What is being asked:
Starting with the line that contains "the form (659,606).", write out each line through the end of the listing, unchanged. Output nothing else.

Data for this task:
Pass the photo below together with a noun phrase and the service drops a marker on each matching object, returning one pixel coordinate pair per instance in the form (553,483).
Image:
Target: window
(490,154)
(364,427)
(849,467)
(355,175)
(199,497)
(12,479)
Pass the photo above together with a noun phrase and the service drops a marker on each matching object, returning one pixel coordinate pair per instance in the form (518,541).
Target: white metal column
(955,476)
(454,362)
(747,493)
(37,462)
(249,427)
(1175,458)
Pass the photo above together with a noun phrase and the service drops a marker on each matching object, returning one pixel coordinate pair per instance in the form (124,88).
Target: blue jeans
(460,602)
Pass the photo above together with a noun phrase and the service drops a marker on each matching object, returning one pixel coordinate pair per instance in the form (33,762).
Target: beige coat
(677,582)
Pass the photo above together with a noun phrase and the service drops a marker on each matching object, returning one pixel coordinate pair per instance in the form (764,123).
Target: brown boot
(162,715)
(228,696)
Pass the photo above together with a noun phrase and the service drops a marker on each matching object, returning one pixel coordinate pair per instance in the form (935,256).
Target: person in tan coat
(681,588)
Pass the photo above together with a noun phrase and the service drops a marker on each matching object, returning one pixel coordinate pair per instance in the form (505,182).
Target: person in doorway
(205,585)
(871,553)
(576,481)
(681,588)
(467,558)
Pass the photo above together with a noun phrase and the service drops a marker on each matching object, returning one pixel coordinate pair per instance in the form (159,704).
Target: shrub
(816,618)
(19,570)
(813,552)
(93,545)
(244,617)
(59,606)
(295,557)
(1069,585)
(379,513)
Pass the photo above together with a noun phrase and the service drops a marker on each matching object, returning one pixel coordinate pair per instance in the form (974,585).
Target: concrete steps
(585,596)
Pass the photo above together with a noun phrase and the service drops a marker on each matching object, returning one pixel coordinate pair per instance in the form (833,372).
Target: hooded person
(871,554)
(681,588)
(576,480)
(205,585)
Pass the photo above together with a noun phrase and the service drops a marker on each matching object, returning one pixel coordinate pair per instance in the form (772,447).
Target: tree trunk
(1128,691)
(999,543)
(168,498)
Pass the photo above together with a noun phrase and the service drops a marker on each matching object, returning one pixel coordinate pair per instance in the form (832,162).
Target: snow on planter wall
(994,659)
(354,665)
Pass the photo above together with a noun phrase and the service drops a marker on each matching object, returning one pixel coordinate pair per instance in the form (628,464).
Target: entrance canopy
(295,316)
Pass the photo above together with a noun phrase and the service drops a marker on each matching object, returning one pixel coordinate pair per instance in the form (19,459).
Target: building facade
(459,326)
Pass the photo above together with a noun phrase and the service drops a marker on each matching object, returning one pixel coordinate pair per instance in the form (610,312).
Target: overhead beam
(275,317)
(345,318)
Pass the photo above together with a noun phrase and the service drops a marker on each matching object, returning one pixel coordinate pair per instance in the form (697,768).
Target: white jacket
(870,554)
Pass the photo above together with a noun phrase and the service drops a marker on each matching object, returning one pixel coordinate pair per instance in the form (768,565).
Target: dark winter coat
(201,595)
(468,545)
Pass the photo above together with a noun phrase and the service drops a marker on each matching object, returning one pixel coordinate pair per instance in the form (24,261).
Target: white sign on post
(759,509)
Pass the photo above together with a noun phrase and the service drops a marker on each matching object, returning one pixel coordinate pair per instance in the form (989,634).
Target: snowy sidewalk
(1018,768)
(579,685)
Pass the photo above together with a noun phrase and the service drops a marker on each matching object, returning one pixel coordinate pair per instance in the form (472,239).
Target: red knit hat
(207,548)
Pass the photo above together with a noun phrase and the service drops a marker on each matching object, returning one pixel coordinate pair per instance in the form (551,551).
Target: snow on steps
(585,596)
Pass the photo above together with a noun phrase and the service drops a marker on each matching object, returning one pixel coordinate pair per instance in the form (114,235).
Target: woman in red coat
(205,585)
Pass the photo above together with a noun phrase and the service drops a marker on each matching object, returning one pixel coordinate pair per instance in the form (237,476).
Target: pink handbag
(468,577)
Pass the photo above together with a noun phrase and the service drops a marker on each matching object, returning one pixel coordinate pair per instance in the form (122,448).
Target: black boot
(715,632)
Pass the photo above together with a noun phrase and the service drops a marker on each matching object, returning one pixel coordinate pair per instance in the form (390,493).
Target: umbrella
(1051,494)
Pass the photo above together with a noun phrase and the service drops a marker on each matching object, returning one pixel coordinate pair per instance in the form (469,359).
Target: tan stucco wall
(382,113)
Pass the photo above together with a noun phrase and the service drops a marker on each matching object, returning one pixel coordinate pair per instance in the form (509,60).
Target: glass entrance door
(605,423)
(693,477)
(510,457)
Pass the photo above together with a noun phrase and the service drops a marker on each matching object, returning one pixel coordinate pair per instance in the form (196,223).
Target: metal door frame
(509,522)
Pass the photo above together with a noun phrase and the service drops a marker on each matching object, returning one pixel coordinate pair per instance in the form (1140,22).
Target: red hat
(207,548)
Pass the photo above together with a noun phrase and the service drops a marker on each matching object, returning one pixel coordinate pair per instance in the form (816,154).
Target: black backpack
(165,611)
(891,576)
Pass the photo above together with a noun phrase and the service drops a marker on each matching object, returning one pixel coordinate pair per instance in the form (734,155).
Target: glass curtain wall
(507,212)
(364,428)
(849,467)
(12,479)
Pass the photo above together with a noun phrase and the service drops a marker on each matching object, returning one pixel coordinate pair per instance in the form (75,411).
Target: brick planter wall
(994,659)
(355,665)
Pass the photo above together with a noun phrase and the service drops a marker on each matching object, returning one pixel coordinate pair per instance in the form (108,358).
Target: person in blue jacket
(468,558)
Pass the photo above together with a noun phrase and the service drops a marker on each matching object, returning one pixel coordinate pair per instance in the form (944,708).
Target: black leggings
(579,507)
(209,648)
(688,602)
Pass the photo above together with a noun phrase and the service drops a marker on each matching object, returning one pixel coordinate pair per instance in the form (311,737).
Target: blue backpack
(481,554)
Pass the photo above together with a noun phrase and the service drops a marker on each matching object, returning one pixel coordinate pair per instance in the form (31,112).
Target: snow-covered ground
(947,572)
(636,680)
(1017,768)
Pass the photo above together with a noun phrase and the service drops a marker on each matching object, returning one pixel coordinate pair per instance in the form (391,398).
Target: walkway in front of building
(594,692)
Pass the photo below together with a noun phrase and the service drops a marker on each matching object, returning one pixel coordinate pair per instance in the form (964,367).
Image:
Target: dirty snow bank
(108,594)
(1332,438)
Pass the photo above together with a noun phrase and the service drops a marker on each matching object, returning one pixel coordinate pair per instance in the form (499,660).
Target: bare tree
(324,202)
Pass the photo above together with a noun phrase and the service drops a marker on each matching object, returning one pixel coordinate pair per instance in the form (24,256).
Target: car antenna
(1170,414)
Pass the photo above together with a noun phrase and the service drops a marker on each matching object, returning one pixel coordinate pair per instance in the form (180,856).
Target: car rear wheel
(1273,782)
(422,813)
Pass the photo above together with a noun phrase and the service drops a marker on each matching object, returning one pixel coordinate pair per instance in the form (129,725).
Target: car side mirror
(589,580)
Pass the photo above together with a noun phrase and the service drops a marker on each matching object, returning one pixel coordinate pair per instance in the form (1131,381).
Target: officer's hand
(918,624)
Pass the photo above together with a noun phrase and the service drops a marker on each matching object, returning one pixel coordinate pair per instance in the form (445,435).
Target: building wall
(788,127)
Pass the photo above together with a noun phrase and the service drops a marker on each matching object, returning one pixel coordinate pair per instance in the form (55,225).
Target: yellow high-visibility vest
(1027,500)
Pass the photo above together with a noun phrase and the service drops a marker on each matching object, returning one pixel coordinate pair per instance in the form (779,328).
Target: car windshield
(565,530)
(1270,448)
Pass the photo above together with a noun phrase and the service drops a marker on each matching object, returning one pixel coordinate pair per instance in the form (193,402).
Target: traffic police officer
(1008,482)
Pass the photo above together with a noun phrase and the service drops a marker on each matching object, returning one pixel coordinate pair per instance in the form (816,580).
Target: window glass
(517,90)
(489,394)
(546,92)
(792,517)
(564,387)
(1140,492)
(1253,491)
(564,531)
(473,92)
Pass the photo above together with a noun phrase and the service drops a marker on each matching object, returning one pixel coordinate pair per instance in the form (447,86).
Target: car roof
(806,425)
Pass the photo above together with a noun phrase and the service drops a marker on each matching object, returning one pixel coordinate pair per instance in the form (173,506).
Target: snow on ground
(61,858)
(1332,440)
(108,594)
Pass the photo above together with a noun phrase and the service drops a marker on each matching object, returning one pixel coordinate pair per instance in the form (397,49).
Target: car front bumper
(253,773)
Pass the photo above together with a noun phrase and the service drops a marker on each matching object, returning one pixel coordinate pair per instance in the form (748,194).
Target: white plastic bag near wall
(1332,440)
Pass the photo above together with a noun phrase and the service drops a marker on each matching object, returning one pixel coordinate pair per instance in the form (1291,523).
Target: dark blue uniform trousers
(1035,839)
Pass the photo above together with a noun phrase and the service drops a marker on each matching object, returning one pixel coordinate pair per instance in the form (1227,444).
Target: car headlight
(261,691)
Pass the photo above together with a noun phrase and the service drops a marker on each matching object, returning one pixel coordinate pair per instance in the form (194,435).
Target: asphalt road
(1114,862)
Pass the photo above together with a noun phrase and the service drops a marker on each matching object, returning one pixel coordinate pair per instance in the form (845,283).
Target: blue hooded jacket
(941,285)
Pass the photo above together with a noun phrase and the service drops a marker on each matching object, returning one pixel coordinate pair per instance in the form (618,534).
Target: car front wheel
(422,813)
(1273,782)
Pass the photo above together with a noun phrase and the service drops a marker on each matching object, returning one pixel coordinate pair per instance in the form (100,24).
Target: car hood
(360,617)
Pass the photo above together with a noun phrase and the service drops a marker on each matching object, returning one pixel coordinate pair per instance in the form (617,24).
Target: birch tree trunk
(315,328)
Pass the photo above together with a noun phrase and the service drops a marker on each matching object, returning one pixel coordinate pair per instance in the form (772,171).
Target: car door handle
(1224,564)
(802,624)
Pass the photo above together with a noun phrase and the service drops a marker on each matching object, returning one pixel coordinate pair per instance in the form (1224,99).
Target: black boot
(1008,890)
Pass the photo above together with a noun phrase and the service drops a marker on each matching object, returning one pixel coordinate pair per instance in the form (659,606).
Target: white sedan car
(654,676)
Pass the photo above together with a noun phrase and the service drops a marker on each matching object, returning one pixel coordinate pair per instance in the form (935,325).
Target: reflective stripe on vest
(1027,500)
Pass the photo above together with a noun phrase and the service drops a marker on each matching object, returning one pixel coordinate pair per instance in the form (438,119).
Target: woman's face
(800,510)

Result:
Pass the photo above together with a noun phrase and the service drops a marker on each matching object, returning one pixel coordinate pair per instance in the form (659,606).
Target: white sedan car
(654,676)
Pass the photo above together with a noun phrase and the service drops a marker on each matching object, returning one pixel coordinate pair per instance in the form (935,325).
Target: reflective stripe on vest
(1027,500)
Pass the photo above together with a noun phrase and the service drops a marker on each matching object, returning one pixel coordinate pair per instance in the form (438,119).
Target: woman's face
(800,510)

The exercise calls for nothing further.